>>>>>

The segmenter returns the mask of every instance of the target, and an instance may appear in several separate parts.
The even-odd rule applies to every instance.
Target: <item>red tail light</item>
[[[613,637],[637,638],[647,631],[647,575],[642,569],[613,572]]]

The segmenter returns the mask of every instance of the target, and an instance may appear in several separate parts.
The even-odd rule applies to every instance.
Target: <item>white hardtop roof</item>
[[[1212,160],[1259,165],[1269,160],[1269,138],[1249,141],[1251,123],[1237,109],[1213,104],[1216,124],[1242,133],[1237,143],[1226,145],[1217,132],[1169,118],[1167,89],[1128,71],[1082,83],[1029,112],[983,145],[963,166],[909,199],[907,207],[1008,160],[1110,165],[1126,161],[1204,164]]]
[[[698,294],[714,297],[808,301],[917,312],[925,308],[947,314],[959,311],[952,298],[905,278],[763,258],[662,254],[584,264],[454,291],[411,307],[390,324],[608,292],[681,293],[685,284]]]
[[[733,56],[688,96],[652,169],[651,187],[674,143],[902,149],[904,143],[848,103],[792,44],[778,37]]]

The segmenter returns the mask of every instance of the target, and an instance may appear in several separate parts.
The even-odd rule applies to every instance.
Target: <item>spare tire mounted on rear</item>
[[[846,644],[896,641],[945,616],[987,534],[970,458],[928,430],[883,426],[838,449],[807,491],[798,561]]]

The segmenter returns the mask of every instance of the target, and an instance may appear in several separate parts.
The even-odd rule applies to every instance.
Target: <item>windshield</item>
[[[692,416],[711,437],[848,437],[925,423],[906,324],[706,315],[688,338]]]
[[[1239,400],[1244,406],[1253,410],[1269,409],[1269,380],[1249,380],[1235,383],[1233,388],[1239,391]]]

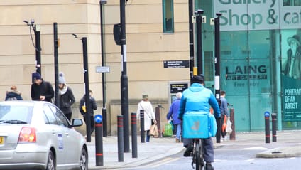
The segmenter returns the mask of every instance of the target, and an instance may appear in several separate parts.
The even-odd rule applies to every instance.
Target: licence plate
[[[4,137],[0,137],[0,144],[4,144]]]

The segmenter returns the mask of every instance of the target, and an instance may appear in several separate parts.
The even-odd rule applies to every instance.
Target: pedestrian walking
[[[221,105],[219,106],[219,110],[221,110],[221,122],[223,124],[222,128],[221,128],[221,137],[222,140],[224,141],[226,139],[226,122],[228,119],[229,119],[229,115],[228,112],[228,102],[226,101],[226,92],[221,90],[220,92],[221,95]]]
[[[170,110],[166,119],[168,120],[172,118],[173,127],[176,129],[175,133],[175,142],[181,142],[181,132],[182,132],[182,120],[178,119],[180,102],[181,101],[182,92],[177,92],[175,94],[176,99],[170,105]]]
[[[52,102],[55,92],[50,83],[43,80],[38,73],[33,73],[32,78],[33,83],[31,85],[31,99]]]
[[[214,110],[215,117],[220,119],[219,104],[212,92],[206,88],[204,77],[203,75],[194,75],[191,80],[191,86],[184,90],[181,98],[178,119],[182,119],[183,115],[190,112],[200,112],[210,114],[210,105]],[[193,124],[192,124],[193,125]],[[200,124],[202,126],[202,124]],[[207,127],[204,127],[207,128]],[[193,150],[193,139],[184,138],[183,145],[186,147],[184,156],[190,156]],[[204,159],[206,161],[206,170],[214,169],[212,165],[214,161],[214,148],[211,137],[202,139],[204,147]]]
[[[96,103],[94,97],[92,97],[93,92],[91,90],[89,90],[89,102],[90,102],[91,110],[90,110],[90,117],[87,117],[87,110],[86,110],[86,95],[84,95],[80,101],[80,112],[82,115],[84,117],[84,122],[87,125],[87,119],[90,119],[91,122],[91,134],[93,133],[95,129],[95,124],[94,121],[94,110],[97,109],[97,105]]]
[[[153,112],[153,105],[148,101],[148,95],[142,95],[142,100],[138,104],[137,113],[140,113],[140,110],[144,110],[144,131],[146,132],[146,142],[150,142],[150,136],[149,134],[150,125],[156,124],[155,112]],[[137,118],[140,119],[140,114],[137,114]]]
[[[16,85],[11,86],[6,94],[5,100],[23,100],[21,92],[17,90]]]
[[[71,121],[72,111],[71,106],[75,102],[72,89],[67,85],[64,73],[60,72],[58,77],[59,108],[66,117]]]

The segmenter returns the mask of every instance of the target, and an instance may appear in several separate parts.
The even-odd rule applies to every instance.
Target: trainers
[[[206,164],[206,170],[214,170],[214,168],[211,164]]]
[[[186,148],[185,152],[184,152],[184,156],[185,157],[191,156],[191,152],[192,152],[192,150],[193,150],[192,146],[188,146]]]

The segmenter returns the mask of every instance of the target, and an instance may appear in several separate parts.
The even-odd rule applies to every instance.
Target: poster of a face
[[[282,32],[282,73],[293,78],[301,78],[301,30]]]
[[[301,120],[301,30],[281,31],[283,121]]]

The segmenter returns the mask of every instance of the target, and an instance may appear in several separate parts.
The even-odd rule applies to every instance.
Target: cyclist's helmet
[[[191,79],[191,84],[197,83],[200,84],[204,84],[205,81],[205,78],[204,75],[194,75],[192,78]]]

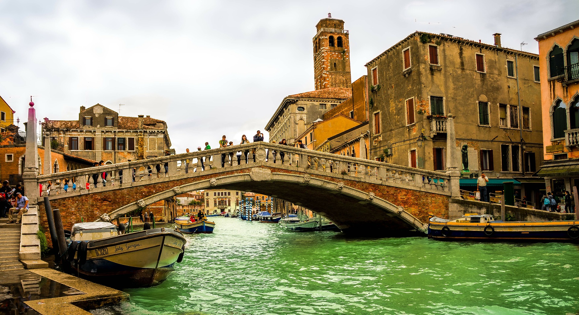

<<<<<

List each line of the listing above that contains the string "item". Matching is case-sensitive.

Target: <item>red tail light</item>
Target: <item>white hardtop roof</item>
Target: <item>spare tire mounted on rear</item>
Target: <item>windshield</item>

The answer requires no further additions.